What is needed: Retype each entry below, keeping every character the same.

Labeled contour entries
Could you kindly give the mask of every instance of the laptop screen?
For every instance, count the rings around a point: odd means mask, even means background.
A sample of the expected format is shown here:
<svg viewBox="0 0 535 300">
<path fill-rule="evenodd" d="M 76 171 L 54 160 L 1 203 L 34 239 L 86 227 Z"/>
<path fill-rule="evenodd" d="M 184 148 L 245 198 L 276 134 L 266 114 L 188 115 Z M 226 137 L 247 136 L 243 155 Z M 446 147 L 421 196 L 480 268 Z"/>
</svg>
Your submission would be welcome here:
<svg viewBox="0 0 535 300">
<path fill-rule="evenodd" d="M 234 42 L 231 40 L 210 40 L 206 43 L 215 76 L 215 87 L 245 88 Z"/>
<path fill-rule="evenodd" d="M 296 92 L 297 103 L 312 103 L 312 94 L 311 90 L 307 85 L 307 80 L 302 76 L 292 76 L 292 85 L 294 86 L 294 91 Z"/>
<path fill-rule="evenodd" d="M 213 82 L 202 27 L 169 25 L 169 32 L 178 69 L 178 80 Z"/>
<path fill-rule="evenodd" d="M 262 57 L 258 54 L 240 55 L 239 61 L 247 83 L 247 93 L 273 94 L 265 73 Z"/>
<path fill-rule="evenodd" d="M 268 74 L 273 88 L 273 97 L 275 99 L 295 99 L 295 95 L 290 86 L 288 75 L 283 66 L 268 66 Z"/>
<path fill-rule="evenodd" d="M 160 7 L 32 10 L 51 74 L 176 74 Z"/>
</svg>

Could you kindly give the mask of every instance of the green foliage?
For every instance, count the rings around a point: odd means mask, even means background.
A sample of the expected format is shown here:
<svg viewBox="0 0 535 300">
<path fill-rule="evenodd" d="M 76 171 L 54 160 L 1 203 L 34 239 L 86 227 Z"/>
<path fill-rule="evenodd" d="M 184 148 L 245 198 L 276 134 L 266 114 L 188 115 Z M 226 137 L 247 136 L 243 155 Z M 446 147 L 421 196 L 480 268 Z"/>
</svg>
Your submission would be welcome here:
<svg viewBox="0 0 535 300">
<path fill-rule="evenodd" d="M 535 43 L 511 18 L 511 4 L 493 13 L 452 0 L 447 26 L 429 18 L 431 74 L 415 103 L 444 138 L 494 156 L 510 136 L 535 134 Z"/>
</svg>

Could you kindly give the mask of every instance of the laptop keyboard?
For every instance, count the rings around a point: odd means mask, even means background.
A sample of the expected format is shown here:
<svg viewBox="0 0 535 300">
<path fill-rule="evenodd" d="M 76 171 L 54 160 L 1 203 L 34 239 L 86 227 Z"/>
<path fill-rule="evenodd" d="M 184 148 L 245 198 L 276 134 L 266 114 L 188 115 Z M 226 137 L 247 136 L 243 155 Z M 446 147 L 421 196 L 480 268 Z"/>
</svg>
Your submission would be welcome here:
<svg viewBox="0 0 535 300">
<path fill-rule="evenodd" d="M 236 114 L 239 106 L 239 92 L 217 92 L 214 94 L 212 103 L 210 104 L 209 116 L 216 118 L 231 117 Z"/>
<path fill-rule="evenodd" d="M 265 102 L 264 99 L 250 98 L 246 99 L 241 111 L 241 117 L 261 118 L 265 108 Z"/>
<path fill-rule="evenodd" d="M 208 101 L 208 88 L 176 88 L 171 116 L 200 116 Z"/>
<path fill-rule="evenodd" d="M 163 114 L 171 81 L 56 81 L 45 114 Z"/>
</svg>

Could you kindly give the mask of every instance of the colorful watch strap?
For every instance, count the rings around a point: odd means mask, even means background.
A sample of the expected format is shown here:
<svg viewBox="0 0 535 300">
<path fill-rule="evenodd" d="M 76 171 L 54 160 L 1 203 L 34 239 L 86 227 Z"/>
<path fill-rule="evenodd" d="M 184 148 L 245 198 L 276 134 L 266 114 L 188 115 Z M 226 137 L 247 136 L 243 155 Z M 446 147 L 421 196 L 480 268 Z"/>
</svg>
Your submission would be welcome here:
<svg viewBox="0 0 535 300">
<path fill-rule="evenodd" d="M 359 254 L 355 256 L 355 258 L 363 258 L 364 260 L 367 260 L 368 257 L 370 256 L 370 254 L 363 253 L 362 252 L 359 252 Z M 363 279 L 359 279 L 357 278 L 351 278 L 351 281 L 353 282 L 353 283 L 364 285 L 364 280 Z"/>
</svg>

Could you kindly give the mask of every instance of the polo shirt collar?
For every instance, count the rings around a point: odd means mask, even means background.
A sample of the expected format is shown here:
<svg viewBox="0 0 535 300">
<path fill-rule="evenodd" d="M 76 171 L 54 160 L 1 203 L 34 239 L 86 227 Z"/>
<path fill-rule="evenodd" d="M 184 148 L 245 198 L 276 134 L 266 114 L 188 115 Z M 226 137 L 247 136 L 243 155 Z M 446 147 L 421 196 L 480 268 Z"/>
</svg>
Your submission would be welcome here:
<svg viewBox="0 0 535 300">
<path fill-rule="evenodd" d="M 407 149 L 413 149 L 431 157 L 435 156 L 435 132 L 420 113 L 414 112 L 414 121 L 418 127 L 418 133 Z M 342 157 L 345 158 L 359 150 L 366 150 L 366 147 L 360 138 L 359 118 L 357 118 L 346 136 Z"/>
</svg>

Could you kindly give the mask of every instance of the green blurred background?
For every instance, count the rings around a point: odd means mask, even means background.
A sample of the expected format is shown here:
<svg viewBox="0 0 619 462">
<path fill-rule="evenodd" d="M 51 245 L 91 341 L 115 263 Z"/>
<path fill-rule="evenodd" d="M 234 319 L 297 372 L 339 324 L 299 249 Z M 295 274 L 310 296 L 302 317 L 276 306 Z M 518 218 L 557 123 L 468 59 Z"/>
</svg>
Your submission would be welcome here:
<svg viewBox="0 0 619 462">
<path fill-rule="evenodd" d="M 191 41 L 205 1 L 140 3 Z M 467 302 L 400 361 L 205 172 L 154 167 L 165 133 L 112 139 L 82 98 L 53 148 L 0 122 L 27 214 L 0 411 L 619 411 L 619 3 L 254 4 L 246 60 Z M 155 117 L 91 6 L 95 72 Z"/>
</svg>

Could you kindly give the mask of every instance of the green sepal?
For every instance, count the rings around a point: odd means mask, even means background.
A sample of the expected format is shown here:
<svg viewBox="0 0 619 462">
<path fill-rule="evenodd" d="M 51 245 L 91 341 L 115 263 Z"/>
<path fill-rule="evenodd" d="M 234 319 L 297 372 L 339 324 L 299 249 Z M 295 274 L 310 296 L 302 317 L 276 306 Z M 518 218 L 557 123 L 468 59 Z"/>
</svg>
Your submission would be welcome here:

Answer for the task:
Could you kindly give the mask of every instance of the laptop screen?
For every instance, count the rings around a point: odd means mask, even means background.
A sample of the expected format is shown here:
<svg viewBox="0 0 535 300">
<path fill-rule="evenodd" d="M 76 171 L 54 160 L 1 203 L 34 239 L 86 227 Z"/>
<path fill-rule="evenodd" d="M 184 148 L 245 198 L 276 134 L 266 114 L 188 115 Z M 226 137 L 247 136 L 243 155 Z M 446 147 L 421 196 L 480 268 Z"/>
</svg>
Your submission would be welcome here:
<svg viewBox="0 0 535 300">
<path fill-rule="evenodd" d="M 234 42 L 231 40 L 210 40 L 206 43 L 215 76 L 215 87 L 245 88 Z"/>
<path fill-rule="evenodd" d="M 296 92 L 297 103 L 312 103 L 312 94 L 311 90 L 307 85 L 307 80 L 302 76 L 292 76 L 292 85 L 294 86 L 294 91 Z"/>
<path fill-rule="evenodd" d="M 213 82 L 202 27 L 169 25 L 169 32 L 178 69 L 178 80 Z"/>
<path fill-rule="evenodd" d="M 262 57 L 258 54 L 240 55 L 239 61 L 247 83 L 247 93 L 273 94 L 265 73 Z"/>
<path fill-rule="evenodd" d="M 268 74 L 273 88 L 273 97 L 275 99 L 295 99 L 295 95 L 290 86 L 288 75 L 283 66 L 268 66 Z"/>
<path fill-rule="evenodd" d="M 160 7 L 32 10 L 51 74 L 176 74 Z"/>
</svg>

Could you kindly give the mask of every instance of the green foliage?
For every instance, count the rings around a point: odd means mask, even means background.
A sample of the expected format is shown here:
<svg viewBox="0 0 535 300">
<path fill-rule="evenodd" d="M 76 171 L 54 160 L 1 203 L 34 239 L 86 227 Z"/>
<path fill-rule="evenodd" d="M 184 148 L 245 198 L 276 134 L 266 114 L 188 115 Z M 226 137 L 247 136 L 243 155 Z M 446 147 L 421 196 L 480 268 Z"/>
</svg>
Your submission would be welcome here:
<svg viewBox="0 0 535 300">
<path fill-rule="evenodd" d="M 535 43 L 511 18 L 511 4 L 493 13 L 452 0 L 447 26 L 429 18 L 431 74 L 415 103 L 444 138 L 494 156 L 510 136 L 535 134 Z"/>
</svg>

Could you kindly give the mask of every instance of the laptop keyboard?
For every instance, count the rings around a point: odd means mask, even means background.
A sample of the expected format is shown here:
<svg viewBox="0 0 535 300">
<path fill-rule="evenodd" d="M 76 171 L 54 160 L 1 203 L 34 239 L 86 227 Z"/>
<path fill-rule="evenodd" d="M 184 148 L 245 198 L 276 134 L 266 114 L 188 115 Z M 226 137 L 247 136 L 243 155 Z M 446 147 L 421 196 L 480 268 Z"/>
</svg>
Your submission would be welcome here:
<svg viewBox="0 0 535 300">
<path fill-rule="evenodd" d="M 236 114 L 239 106 L 239 92 L 217 92 L 214 94 L 212 103 L 210 104 L 209 116 L 216 118 L 231 117 Z"/>
<path fill-rule="evenodd" d="M 265 102 L 264 99 L 250 98 L 246 99 L 241 111 L 241 117 L 261 118 L 265 108 Z"/>
<path fill-rule="evenodd" d="M 208 101 L 208 88 L 176 88 L 171 116 L 200 116 Z"/>
<path fill-rule="evenodd" d="M 163 114 L 171 81 L 56 81 L 45 114 Z"/>
</svg>

Could you kindly give the mask of every instance of the colorful watch strap?
For every instance, count the rings around a point: odd means mask, even means background.
A sample of the expected format is shown here:
<svg viewBox="0 0 535 300">
<path fill-rule="evenodd" d="M 76 171 L 54 160 L 1 203 L 34 239 L 86 227 Z"/>
<path fill-rule="evenodd" d="M 184 148 L 245 198 L 276 134 L 266 114 L 188 115 Z M 226 137 L 247 136 L 243 155 Z M 446 147 L 421 196 L 480 268 Z"/>
</svg>
Your submission would be welcome here:
<svg viewBox="0 0 535 300">
<path fill-rule="evenodd" d="M 359 254 L 355 256 L 355 258 L 363 258 L 364 260 L 367 260 L 368 257 L 370 256 L 370 254 L 363 253 L 362 252 L 359 252 Z M 363 279 L 359 279 L 357 278 L 351 278 L 351 281 L 353 282 L 353 283 L 364 285 L 364 280 Z"/>
</svg>

Could you kindly give the mask of every instance of the polo shirt collar?
For every instance, count the rings around a point: odd means mask, even means background.
A sample of the expected format is shown here:
<svg viewBox="0 0 535 300">
<path fill-rule="evenodd" d="M 76 171 L 54 160 L 1 203 L 34 239 L 86 227 Z"/>
<path fill-rule="evenodd" d="M 184 148 L 245 198 L 276 134 L 266 114 L 188 115 Z M 226 137 L 247 136 L 243 155 Z M 446 147 L 421 196 L 480 268 Z"/>
</svg>
Your submission would be welcome here:
<svg viewBox="0 0 535 300">
<path fill-rule="evenodd" d="M 407 149 L 413 149 L 431 157 L 435 156 L 435 132 L 420 113 L 414 112 L 414 121 L 418 127 L 418 133 Z M 342 157 L 345 158 L 359 150 L 366 150 L 366 147 L 360 138 L 359 118 L 357 118 L 346 136 Z"/>
</svg>

Could you kindly give the mask of every instance of the green blurred background?
For every instance, count the rings around a point: odd means mask, even means background.
A sample of the expected format is shown here:
<svg viewBox="0 0 619 462">
<path fill-rule="evenodd" d="M 51 245 L 91 341 L 115 263 Z"/>
<path fill-rule="evenodd" d="M 234 319 L 297 372 L 339 324 L 299 249 Z M 295 274 L 310 296 L 302 317 L 276 306 Z M 518 218 L 557 123 L 468 59 Z"/>
</svg>
Your submission would be welcome here:
<svg viewBox="0 0 619 462">
<path fill-rule="evenodd" d="M 191 41 L 205 1 L 140 3 Z M 467 302 L 400 361 L 205 172 L 154 167 L 165 133 L 112 139 L 82 98 L 53 148 L 0 122 L 27 214 L 0 411 L 619 411 L 619 3 L 254 4 L 246 60 Z M 155 117 L 91 6 L 95 72 Z"/>
</svg>

Could you kindly give the mask of every instance of the green sepal?
For every instance, count the rings around a point: odd means mask, even means background.
A sample of the expected format is shown here:
<svg viewBox="0 0 619 462">
<path fill-rule="evenodd" d="M 51 245 L 91 341 L 115 263 Z"/>
<path fill-rule="evenodd" d="M 234 319 L 297 372 L 339 324 L 299 249 Z M 295 274 L 310 296 L 302 317 L 276 306 Z M 518 218 L 557 123 L 468 59 Z"/>
</svg>
Your submission would be welcome here:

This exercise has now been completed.